(Source document):
--- Begin ---

But there have been other Christian voices since the apostolic age saying more than the Bible alone. These voices are plainly reflected in the definition of sola scripture that I have given above. In the definition above did you pay careful attention to these words: “

[doctrines] are found directly within or indirectly by using valid logical deduction or valid deductive reasoning from scripture?”

Ironically, there is clear biblical precedent for heeding the principles we hear in these other voices. Let it be clearly noted that no one clings to the Bible alone, at least not consistently. Such a position is not plausible or workable. I hope you’ve already seen that over the course of these practical articles.

--- End ---

(Exercise instructions):
- a) In the passage on the Bible alone, the quoted definition gives the ways in which doctrines may be found from scripture. List every one of these ways.
- b) Write the next few sentences of the passage on the Bible alone, beginning right after its final sentence.

(Data block):
--- Begin ---

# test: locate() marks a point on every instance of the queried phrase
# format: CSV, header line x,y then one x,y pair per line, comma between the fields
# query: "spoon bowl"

--- End ---

(In response):
- a)
- Directly within scripture
- Indirectly, by using valid logical deduction from scripture
- Indirectly, by using valid deductive reasoning from scripture

- b)
Conclusion

Since the death of the apostles, and long before the canon of Scripture was formally agreed upon, the church has always sought to listen to, and comprehend, the clear teaching of Scripture. People have done this by discovering apostolic doctrine through the apostolic writings, namely the Holy Scriptures. At first they did this almost entirely through oral tradition. Later they only had portions of what became the New Testament. Finally, the clergy had hand-written copies of the New Testament, but not until centuries after Christ’s earthly life and the age of the apostles. It wasn’t until fifteen centuries later that people had printed Bibles but even then few could read them.

Thus the question I ask is simple: Can this old, old book still function with power in the lives of both ministers and people? I believe that it can and I believe that it will when we adopt a healthier view of its role in our lives. I believe this happens when we correctly understand the purpose and intention of the Bible itself. More on this next week.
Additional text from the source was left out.